[BEGIN Working data]

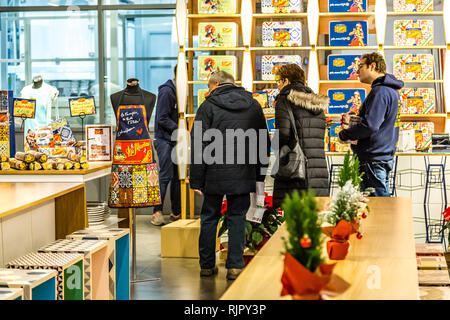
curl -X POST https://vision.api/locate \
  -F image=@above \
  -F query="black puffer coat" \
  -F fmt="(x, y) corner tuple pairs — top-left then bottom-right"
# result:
(273, 83), (329, 208)
(189, 84), (270, 195)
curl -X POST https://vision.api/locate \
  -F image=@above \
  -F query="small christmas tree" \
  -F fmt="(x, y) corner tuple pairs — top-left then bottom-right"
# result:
(282, 190), (323, 272)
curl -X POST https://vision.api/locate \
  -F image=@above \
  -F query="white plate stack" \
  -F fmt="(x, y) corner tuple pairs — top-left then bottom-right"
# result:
(87, 201), (111, 227)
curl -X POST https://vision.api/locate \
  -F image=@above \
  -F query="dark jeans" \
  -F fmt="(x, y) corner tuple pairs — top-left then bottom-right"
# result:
(360, 160), (394, 197)
(198, 194), (250, 269)
(153, 139), (181, 215)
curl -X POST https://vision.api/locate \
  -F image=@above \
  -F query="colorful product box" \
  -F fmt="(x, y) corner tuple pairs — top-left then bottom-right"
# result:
(262, 21), (302, 47)
(328, 54), (361, 80)
(328, 0), (367, 12)
(198, 22), (237, 48)
(328, 89), (366, 114)
(330, 21), (367, 47)
(394, 54), (433, 80)
(253, 91), (275, 115)
(197, 89), (209, 107)
(263, 89), (280, 108)
(328, 123), (350, 152)
(394, 0), (433, 12)
(400, 122), (434, 150)
(399, 88), (436, 114)
(197, 56), (236, 81)
(198, 0), (236, 14)
(261, 55), (302, 81)
(394, 20), (434, 46)
(261, 0), (303, 13)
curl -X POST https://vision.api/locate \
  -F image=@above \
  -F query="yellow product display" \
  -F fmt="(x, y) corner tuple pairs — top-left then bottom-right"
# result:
(15, 152), (34, 163)
(9, 158), (27, 170)
(0, 162), (11, 170)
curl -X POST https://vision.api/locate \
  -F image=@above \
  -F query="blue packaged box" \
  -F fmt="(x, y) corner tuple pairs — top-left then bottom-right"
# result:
(330, 21), (368, 47)
(328, 89), (366, 114)
(328, 54), (361, 80)
(328, 0), (367, 12)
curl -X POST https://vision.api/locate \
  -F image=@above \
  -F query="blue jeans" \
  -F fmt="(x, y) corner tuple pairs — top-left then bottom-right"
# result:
(198, 194), (250, 269)
(359, 160), (394, 197)
(153, 139), (181, 215)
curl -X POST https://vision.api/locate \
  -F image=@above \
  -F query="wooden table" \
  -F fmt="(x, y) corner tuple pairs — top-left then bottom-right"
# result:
(0, 182), (88, 266)
(221, 198), (419, 300)
(0, 162), (111, 183)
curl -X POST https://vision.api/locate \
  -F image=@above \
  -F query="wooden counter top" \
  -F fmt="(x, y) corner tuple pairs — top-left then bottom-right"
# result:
(0, 182), (84, 218)
(0, 162), (111, 175)
(221, 198), (419, 300)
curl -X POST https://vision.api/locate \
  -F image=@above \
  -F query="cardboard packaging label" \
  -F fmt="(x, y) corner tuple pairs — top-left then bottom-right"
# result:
(394, 54), (434, 80)
(327, 89), (366, 114)
(330, 21), (368, 47)
(394, 20), (434, 46)
(399, 88), (436, 114)
(261, 0), (303, 13)
(328, 54), (361, 80)
(198, 22), (237, 48)
(198, 0), (236, 14)
(394, 0), (433, 12)
(262, 21), (302, 47)
(261, 55), (302, 81)
(197, 56), (236, 81)
(328, 0), (367, 12)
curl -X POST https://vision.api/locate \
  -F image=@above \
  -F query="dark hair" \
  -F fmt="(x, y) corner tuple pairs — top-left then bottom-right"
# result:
(361, 52), (386, 73)
(276, 63), (305, 84)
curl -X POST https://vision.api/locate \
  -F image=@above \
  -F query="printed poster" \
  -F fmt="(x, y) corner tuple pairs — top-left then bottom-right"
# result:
(330, 21), (368, 47)
(69, 97), (95, 117)
(327, 89), (366, 114)
(86, 125), (113, 162)
(328, 54), (361, 80)
(14, 98), (36, 119)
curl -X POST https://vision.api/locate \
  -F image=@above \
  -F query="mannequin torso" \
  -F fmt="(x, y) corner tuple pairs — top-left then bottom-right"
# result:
(110, 79), (156, 124)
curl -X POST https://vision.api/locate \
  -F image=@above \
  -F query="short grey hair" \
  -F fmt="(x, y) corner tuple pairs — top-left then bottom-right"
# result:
(209, 71), (234, 85)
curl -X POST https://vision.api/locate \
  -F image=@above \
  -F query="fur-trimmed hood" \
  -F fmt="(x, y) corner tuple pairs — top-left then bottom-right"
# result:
(287, 88), (330, 113)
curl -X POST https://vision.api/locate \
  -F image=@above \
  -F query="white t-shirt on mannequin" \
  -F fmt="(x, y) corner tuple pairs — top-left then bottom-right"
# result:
(21, 82), (59, 138)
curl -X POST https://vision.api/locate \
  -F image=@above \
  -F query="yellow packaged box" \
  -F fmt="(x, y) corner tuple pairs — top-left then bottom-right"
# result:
(161, 219), (219, 258)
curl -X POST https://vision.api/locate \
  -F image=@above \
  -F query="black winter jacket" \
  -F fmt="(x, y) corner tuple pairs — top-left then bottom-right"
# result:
(273, 83), (329, 208)
(189, 84), (270, 195)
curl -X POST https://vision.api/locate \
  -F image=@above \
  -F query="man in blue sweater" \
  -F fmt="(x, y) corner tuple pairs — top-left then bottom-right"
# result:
(339, 52), (404, 197)
(151, 66), (181, 226)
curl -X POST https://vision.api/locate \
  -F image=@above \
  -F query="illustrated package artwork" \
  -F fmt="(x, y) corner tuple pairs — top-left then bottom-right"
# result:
(197, 56), (236, 81)
(399, 88), (436, 114)
(400, 122), (434, 150)
(328, 54), (361, 80)
(261, 0), (303, 13)
(394, 54), (433, 80)
(394, 0), (433, 12)
(198, 0), (236, 14)
(327, 89), (366, 114)
(197, 89), (209, 107)
(263, 89), (280, 112)
(328, 0), (367, 12)
(262, 21), (302, 47)
(330, 21), (367, 47)
(198, 22), (237, 47)
(261, 55), (302, 81)
(394, 20), (434, 46)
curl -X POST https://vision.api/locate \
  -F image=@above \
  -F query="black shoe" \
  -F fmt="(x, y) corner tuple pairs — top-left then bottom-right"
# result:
(200, 267), (219, 277)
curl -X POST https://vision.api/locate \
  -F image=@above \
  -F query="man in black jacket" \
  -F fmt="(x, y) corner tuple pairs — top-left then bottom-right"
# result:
(189, 71), (270, 280)
(339, 52), (403, 197)
(151, 66), (181, 226)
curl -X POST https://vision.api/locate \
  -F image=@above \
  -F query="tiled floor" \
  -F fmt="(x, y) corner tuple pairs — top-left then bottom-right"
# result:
(131, 215), (232, 300)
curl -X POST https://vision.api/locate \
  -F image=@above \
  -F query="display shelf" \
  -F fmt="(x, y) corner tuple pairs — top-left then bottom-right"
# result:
(250, 47), (312, 51)
(387, 11), (444, 16)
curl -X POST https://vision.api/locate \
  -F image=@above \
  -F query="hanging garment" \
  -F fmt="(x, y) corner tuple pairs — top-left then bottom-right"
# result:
(108, 92), (161, 208)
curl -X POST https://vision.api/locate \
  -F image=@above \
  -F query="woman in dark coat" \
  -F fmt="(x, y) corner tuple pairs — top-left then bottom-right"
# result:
(273, 64), (329, 208)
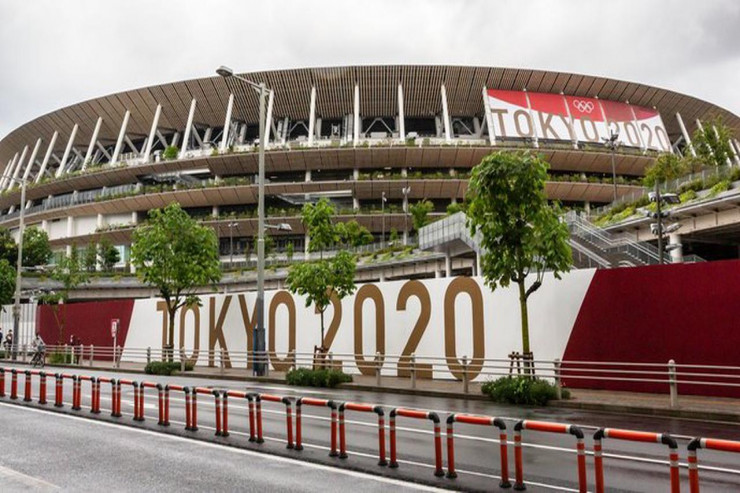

[END Working data]

• _Stated goal_
Collect every line in the data above that contains the word "jacket", matching case exactly.

• _Result for this exercise_
  -F query="black winter jacket" \
  -F query="man in black jacket" \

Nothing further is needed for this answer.